───── Text under study ─────
In 2013, Maddison – alongside friend and colleague Matthew Traver – completed a 750 mile, 63-day-long, horse ride from Ust-Kamenogorsk to Almaty, in honour of the centenary of a historical journey through the region by the Anglo-Irish explorer Sir Charles Howard-Bury. For their efforts, the pair were presented with an award for the 'Best individual contribution for furthering relations between the UK and Kazakhstan' by the British-Kazakh Society at the House of Commons. For the expedition, he was also the recipient of a Sir Peter Holmes Memorial Award from the Royal Society for Asian Affairs. This award is designed to encourage independent and purposeful travel in Asia.

In the autumn of 2014, Maddison led the first expedition ever to cross the Betpak-Dala or the 'Steppe of Misfortune' from its easternmost extremity on the shores of Lake Balkash to its western edge on the Sarysu River. He also ran 190 miles, nearly eight marathons, back to back over the course of eight days within the region. The expedition was aided by two locals, a supporting four-wheel-drive vehicle, and with funding from the French underwear company HOM.
───── Provided information ─────
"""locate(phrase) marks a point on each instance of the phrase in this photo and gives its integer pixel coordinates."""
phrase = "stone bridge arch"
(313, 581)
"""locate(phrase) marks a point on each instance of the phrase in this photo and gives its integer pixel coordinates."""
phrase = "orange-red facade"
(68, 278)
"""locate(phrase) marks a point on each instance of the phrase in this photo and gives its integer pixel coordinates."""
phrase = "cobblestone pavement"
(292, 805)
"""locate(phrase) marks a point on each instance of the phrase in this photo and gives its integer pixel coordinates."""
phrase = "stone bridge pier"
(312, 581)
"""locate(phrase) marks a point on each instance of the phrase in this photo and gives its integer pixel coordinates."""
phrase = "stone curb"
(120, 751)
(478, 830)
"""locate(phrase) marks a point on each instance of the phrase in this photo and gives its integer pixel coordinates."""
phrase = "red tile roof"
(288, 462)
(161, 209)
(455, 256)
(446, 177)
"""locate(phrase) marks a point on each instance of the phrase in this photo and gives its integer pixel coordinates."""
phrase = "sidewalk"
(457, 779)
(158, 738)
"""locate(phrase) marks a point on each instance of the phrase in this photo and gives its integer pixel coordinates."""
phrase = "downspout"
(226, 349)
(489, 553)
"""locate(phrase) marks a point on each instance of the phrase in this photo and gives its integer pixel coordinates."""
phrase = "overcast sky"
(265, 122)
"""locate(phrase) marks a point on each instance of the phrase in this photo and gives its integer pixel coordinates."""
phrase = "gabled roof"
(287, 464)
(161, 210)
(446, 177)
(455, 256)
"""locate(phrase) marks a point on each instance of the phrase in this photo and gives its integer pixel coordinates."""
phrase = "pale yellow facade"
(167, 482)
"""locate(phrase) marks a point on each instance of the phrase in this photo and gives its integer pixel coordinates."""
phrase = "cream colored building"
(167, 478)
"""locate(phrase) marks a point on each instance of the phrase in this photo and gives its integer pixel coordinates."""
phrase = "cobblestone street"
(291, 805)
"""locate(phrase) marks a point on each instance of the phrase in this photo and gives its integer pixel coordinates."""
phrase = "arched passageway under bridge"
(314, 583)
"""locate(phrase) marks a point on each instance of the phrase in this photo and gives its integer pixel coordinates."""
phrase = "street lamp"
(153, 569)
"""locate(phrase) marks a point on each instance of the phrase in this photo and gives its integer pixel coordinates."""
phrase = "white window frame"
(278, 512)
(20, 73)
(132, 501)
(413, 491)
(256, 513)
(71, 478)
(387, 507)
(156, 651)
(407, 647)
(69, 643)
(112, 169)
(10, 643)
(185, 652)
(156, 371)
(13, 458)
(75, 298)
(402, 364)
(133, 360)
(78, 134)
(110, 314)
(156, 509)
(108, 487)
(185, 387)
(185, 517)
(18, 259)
─────
** Check your understanding **
1. List every person named in the passage on Maddison's expeditions, including any person whose name appears in the title of an award.
2. According to the passage on Maddison's expeditions, which company provided funding for the 2014 expedition?
The lines given after the passage on Maddison's expeditions are separate material and are not part of it.

** Responses by task **
1. Maddison, Matthew Traver, Sir Charles Howard-Bury, Sir Peter Holmes

2. The French underwear company HOM.